[Dataset records on object locations]
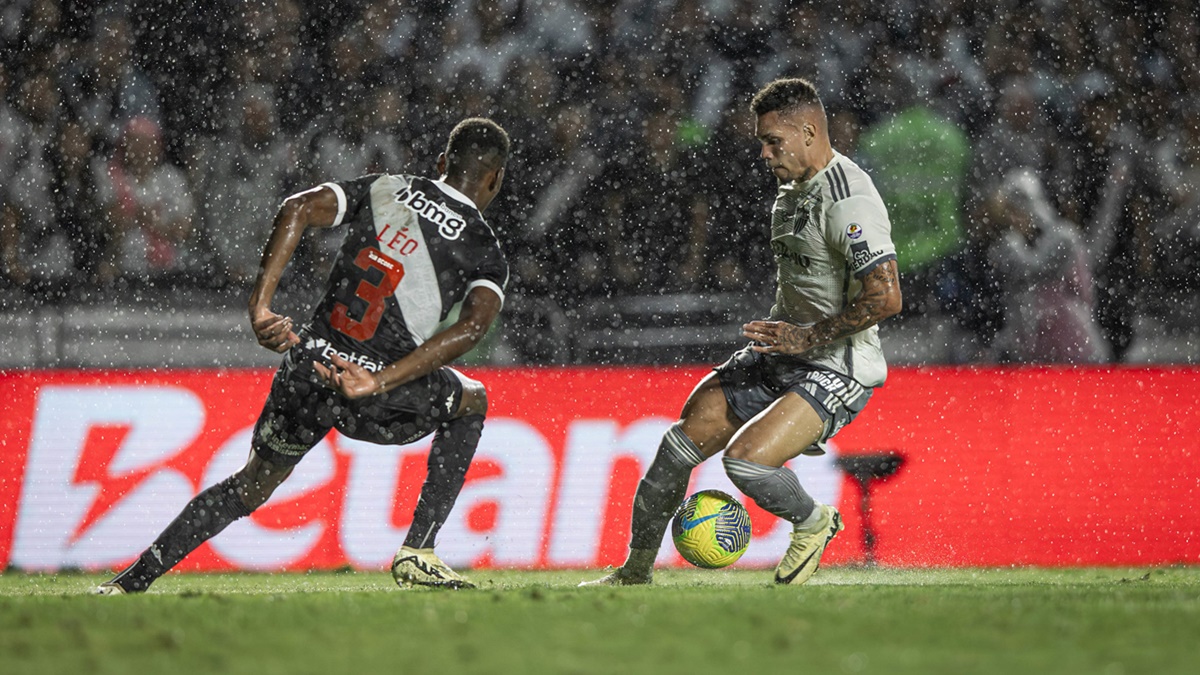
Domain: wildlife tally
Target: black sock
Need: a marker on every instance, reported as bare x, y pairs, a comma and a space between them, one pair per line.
454, 446
203, 518
663, 488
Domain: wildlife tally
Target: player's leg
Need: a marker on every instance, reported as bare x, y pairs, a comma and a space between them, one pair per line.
451, 452
295, 417
203, 518
754, 461
705, 428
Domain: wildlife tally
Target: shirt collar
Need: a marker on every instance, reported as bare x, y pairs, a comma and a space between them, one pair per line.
454, 192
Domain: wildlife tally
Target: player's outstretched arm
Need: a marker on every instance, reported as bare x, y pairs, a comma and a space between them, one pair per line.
479, 310
879, 299
311, 208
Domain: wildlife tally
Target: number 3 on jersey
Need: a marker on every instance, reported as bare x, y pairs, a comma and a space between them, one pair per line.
375, 294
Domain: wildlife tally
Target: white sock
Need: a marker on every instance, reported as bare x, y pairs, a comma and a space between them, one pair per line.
810, 523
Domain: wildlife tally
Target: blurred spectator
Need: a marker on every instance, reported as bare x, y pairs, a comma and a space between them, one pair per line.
33, 246
736, 195
249, 171
109, 90
1047, 279
1017, 138
1176, 234
918, 94
919, 162
150, 208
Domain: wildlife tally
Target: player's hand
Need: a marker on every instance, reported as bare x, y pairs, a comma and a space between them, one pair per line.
274, 330
348, 378
779, 336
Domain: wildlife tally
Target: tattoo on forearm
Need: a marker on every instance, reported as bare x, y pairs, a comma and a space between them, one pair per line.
864, 311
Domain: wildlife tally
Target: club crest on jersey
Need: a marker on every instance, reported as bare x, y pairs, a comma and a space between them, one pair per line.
450, 225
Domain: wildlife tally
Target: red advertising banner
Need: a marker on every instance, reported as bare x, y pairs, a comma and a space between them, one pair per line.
982, 466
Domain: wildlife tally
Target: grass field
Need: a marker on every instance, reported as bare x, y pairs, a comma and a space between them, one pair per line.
846, 620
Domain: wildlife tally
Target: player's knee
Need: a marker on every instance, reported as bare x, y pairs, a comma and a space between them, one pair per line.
741, 451
258, 479
474, 399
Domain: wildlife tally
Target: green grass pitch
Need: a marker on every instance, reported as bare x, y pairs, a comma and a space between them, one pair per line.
846, 620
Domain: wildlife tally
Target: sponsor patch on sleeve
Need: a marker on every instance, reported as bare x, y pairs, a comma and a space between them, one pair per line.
862, 255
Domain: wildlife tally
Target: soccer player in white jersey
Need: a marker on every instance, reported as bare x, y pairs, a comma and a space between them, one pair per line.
810, 368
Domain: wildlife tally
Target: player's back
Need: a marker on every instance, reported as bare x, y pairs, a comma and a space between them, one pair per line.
413, 248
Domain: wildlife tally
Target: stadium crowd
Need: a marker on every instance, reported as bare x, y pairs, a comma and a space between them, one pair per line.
1041, 159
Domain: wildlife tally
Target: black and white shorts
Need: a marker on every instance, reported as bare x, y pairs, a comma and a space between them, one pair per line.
300, 410
753, 381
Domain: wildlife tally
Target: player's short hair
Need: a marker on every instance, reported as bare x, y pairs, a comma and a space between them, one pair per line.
785, 95
477, 143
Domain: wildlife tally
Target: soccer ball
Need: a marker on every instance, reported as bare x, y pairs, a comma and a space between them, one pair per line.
711, 529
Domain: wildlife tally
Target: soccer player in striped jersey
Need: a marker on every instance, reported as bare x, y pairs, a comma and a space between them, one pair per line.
371, 362
810, 368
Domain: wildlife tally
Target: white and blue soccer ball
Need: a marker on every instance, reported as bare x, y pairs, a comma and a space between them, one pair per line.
711, 529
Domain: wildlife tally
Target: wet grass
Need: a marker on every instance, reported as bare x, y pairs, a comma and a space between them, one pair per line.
846, 620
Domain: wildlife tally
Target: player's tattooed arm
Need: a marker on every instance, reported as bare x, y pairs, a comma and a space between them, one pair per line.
879, 299
311, 208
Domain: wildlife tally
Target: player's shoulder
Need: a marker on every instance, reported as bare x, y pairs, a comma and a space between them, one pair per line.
844, 179
849, 187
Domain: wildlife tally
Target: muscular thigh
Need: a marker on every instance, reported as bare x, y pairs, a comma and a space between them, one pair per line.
405, 413
779, 432
707, 418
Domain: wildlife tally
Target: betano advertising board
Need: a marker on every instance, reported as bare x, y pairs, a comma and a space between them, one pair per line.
1044, 466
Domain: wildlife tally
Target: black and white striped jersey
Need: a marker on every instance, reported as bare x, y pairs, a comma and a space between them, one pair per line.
826, 234
413, 249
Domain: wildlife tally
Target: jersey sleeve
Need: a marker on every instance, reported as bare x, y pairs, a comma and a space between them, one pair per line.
859, 227
352, 195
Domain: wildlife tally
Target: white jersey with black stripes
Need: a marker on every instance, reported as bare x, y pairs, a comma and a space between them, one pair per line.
826, 234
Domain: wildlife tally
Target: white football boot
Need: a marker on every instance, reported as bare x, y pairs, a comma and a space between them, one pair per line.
108, 589
803, 555
618, 577
423, 567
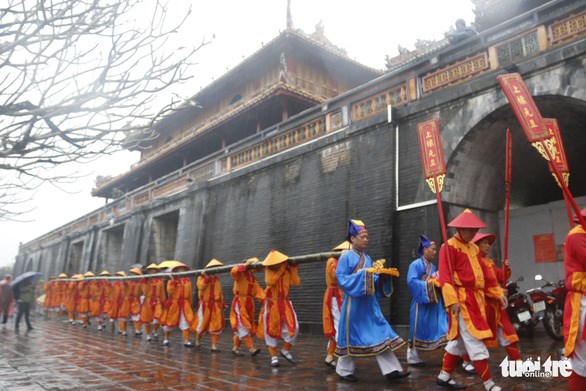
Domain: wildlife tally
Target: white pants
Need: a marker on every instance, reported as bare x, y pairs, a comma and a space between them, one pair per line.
199, 328
273, 342
578, 358
241, 331
387, 361
335, 315
413, 356
467, 343
183, 325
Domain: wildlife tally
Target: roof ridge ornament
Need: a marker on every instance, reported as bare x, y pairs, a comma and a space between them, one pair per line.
289, 16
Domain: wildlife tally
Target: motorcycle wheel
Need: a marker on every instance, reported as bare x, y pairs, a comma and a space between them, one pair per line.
554, 324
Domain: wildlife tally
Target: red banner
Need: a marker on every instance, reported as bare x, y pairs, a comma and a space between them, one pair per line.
544, 248
430, 145
557, 151
523, 106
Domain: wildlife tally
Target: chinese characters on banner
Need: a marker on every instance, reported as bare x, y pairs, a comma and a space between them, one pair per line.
544, 247
556, 145
523, 106
430, 145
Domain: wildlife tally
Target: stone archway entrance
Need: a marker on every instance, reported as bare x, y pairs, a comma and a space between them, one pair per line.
475, 179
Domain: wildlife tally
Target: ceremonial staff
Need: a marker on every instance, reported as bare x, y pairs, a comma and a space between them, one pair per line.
534, 127
508, 175
434, 170
559, 159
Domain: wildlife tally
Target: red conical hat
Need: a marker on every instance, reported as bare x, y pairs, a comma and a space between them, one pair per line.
583, 213
478, 237
467, 219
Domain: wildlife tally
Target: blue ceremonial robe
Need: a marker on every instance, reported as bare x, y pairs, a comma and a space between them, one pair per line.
428, 318
362, 329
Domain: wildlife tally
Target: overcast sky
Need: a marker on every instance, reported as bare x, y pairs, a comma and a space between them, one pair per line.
367, 29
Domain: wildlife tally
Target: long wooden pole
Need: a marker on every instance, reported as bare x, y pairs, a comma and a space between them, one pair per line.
564, 187
309, 258
440, 208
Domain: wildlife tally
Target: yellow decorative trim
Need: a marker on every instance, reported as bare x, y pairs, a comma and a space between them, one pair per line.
455, 73
377, 103
568, 28
286, 140
565, 176
541, 149
440, 183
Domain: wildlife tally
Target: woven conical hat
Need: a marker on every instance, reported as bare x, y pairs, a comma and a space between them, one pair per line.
214, 262
274, 258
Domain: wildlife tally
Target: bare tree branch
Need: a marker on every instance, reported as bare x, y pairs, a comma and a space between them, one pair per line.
78, 78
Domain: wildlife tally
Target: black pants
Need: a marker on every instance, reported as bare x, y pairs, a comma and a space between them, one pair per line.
23, 308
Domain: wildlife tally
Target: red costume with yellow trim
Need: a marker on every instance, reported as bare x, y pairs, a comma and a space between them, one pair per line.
246, 289
575, 307
495, 314
278, 306
178, 302
466, 281
210, 314
474, 281
332, 294
153, 290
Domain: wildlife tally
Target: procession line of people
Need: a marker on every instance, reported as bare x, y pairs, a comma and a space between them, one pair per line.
459, 306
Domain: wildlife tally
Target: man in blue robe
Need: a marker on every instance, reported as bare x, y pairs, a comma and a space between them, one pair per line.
428, 320
363, 330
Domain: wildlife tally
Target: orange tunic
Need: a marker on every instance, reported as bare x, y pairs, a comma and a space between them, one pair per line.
471, 282
131, 303
211, 306
277, 301
178, 302
98, 294
333, 293
83, 293
575, 268
117, 294
58, 296
153, 290
496, 316
71, 296
246, 289
48, 289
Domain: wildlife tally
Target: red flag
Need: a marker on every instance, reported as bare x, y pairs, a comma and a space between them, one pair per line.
556, 146
430, 145
523, 106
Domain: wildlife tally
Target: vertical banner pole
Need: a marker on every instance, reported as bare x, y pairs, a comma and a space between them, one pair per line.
535, 128
508, 175
434, 169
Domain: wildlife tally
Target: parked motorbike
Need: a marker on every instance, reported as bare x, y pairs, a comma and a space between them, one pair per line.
521, 309
555, 298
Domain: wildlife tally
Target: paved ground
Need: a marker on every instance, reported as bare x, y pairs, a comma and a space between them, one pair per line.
56, 356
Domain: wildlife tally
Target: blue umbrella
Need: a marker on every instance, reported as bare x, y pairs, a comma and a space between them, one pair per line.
33, 276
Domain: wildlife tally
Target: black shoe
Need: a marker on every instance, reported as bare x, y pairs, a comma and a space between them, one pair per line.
351, 378
396, 375
450, 384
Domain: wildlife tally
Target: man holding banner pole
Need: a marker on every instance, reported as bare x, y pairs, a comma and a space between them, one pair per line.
463, 294
463, 278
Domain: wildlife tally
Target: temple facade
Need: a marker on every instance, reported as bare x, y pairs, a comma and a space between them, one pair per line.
283, 149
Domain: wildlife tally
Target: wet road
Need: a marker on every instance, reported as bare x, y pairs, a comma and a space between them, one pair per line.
57, 356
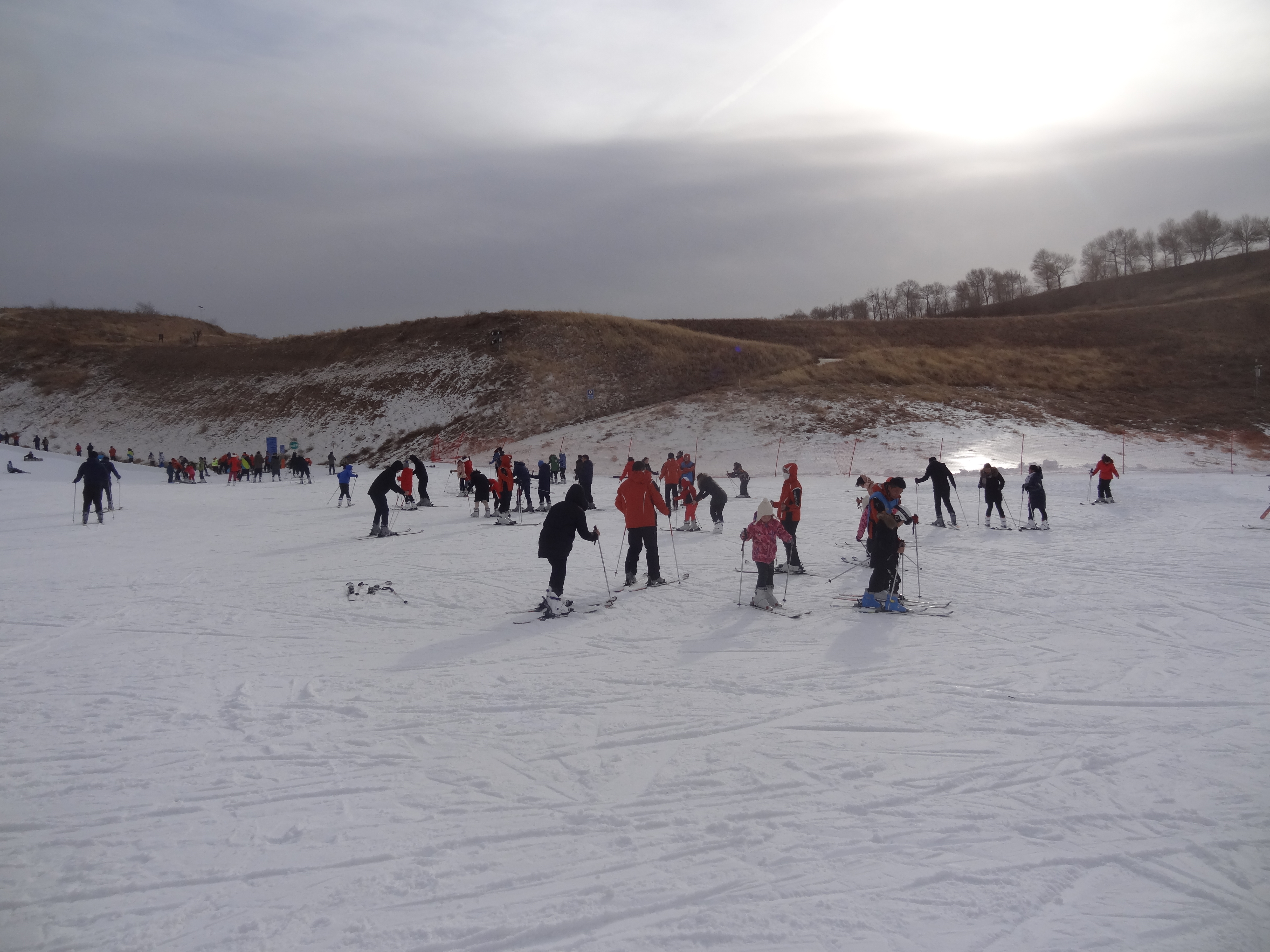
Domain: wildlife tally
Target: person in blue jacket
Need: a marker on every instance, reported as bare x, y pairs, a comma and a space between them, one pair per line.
345, 478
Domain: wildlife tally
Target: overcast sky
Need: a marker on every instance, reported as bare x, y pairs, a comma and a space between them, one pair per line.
293, 167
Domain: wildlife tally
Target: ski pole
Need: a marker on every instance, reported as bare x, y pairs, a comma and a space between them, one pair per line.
605, 568
679, 576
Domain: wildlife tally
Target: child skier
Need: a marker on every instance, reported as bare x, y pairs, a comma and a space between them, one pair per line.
671, 480
481, 492
639, 502
790, 512
406, 479
345, 477
556, 541
689, 497
992, 483
763, 535
544, 487
1036, 498
712, 491
1105, 469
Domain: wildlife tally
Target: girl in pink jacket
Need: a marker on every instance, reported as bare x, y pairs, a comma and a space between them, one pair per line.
763, 535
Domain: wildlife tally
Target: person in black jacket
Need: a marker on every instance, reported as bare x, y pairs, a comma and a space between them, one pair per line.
94, 482
379, 494
707, 487
556, 544
479, 483
991, 482
1036, 487
940, 478
108, 468
421, 478
585, 473
544, 487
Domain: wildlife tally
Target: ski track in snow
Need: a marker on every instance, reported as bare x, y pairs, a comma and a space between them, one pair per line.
208, 746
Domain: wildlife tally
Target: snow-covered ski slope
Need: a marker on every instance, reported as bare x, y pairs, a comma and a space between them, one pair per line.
208, 746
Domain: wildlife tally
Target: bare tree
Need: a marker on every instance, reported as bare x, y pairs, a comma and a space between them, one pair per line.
1095, 264
910, 298
1206, 235
1173, 248
1249, 230
1052, 267
1149, 250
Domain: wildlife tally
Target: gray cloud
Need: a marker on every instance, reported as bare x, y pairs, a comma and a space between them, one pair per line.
296, 172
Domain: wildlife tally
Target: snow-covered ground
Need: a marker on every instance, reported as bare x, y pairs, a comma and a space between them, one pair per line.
206, 744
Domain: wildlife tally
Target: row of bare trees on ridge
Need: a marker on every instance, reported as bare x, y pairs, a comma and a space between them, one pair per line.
1198, 238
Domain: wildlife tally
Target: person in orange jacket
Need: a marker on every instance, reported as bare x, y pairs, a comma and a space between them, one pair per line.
1105, 469
671, 479
790, 512
506, 484
639, 501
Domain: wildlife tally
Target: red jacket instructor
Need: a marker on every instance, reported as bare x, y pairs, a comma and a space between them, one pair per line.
639, 501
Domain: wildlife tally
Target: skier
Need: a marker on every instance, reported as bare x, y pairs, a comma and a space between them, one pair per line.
689, 497
545, 487
406, 479
708, 488
481, 495
639, 502
1036, 498
888, 548
521, 474
505, 489
556, 543
671, 479
586, 474
94, 482
790, 512
421, 477
688, 470
108, 469
940, 478
345, 478
763, 535
379, 494
1105, 469
992, 483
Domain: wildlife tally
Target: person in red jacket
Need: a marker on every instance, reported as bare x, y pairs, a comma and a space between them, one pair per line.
671, 479
790, 512
1105, 469
639, 502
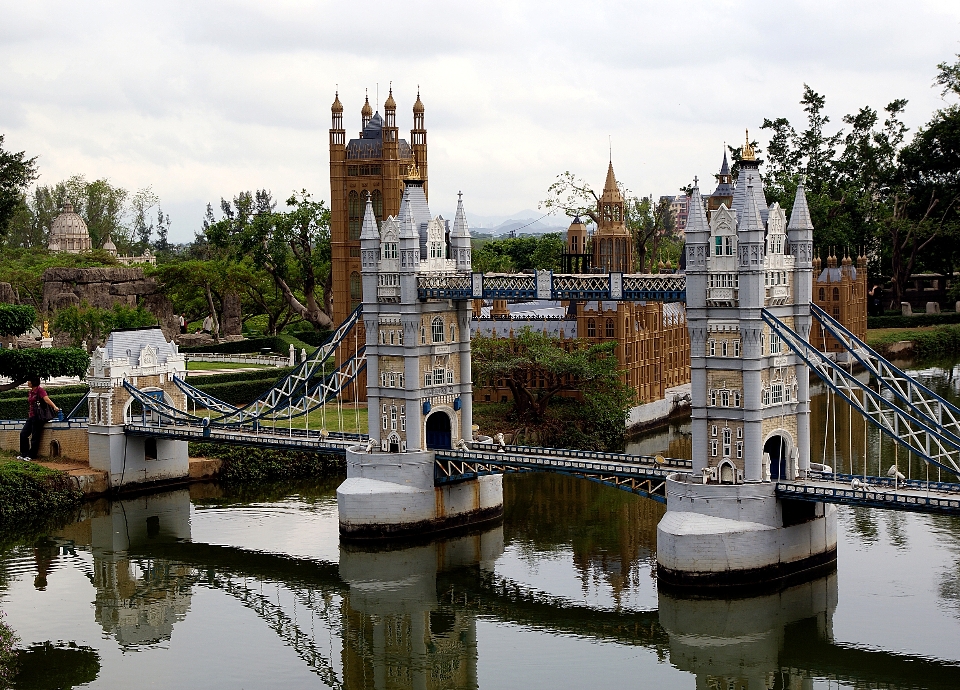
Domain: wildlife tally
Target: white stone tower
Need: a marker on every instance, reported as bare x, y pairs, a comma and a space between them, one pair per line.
419, 387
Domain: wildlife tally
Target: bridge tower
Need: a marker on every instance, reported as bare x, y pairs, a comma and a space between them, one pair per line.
419, 385
145, 359
750, 399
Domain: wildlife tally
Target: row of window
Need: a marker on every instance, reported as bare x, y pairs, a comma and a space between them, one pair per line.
723, 347
355, 170
723, 246
724, 397
392, 420
390, 379
391, 337
725, 280
775, 278
776, 394
436, 332
727, 442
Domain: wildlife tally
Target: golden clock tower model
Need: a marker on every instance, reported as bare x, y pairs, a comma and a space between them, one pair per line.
377, 162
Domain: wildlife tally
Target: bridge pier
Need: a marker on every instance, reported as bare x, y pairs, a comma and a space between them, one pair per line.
419, 385
143, 358
725, 525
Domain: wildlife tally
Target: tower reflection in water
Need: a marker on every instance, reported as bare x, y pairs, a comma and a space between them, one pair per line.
406, 617
396, 633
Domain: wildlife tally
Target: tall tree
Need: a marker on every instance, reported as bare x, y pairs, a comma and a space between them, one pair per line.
16, 173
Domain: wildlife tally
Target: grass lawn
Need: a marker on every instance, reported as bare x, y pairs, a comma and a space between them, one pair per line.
206, 366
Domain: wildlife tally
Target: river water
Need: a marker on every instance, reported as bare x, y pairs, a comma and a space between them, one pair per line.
210, 587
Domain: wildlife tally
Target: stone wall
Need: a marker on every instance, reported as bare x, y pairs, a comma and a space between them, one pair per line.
105, 287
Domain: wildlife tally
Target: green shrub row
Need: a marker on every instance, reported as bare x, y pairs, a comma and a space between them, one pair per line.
272, 374
897, 321
943, 341
31, 492
242, 464
251, 345
17, 408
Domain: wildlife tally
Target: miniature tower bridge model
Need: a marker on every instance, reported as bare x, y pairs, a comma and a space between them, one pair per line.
419, 390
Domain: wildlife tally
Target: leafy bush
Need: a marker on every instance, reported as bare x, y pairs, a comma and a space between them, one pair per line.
899, 321
29, 492
256, 465
16, 319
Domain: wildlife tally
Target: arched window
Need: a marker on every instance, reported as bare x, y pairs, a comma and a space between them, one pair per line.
353, 215
356, 290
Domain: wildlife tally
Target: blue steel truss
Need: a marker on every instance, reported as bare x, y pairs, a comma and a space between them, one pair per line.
547, 285
310, 385
904, 418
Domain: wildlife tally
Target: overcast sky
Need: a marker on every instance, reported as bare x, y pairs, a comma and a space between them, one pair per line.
203, 99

• What is required
How many lines in the records above contain the string "snow"? Case matters, and the reply should be the number alone.

• Expected answer
3